— Begin Text passage —
Back to Top 

Renewable Energy: Supply and Demand in Constructing a Low-Carbon Economy

 

This is Part Two of a three-part series about the transition to a low-carbon economy by way of electrification, one of the most important strategies for reducing global carbon emissions. Part Two includes:

  • How the use of green metals is vital to reaching net-zero carbon emissions.
  • Potential risks and challenges to the markets of different types of green metals.
  • The role that Materials and Mining, a high-carbon sector, plays in the transition to a low-carbon economy.

The energy transition boils down to moving from a fossil-fueled economy to one energized through metals and materials. The metal-intensity of the transition, long mine development lead times, high capital intensity, and price volatility are likely to lead to bottlenecks. Meanwhile, new processes or technologies could upend market expectations.

Supply/demand dynamics are fundamental to every industry, but especially for commodities. As the market works to find a balance, three potential scenarios could unfold:

  1. Demand causes prices to rise, encouraging supply expansion similar to the US fracking boom in the late-aughts and 2010s, but with evolving direct lithium extraction (DLE) techniques.
— End Text passage —
— Begin Data supplied —
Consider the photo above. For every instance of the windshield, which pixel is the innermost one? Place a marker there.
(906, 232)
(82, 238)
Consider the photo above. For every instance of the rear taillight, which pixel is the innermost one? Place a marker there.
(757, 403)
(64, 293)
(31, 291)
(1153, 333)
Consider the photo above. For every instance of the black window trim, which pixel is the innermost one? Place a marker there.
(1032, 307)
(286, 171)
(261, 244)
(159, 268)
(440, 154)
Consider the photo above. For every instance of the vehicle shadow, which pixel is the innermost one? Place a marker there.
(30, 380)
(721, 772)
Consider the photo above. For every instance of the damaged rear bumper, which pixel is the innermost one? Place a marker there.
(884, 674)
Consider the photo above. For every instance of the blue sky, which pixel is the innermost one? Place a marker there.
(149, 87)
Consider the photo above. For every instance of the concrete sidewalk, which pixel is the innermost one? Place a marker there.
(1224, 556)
— End Data supplied —
— Begin Data supplied —
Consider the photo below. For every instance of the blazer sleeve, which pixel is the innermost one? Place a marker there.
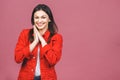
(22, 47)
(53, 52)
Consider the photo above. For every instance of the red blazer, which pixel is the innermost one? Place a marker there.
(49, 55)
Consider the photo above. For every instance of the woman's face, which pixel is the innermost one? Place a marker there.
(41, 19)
— End Data supplied —
What the exercise asks
Reproduce the renewable energy passage verbatim, from "Back to Top" up to and including "net-zero carbon emissions.".

Expected output
Back to Top 

Renewable Energy: Supply and Demand in Constructing a Low-Carbon Economy

 

This is Part Two of a three-part series about the transition to a low-carbon economy by way of electrification, one of the most important strategies for reducing global carbon emissions. Part Two includes:

  • How the use of green metals is vital to reaching net-zero carbon emissions.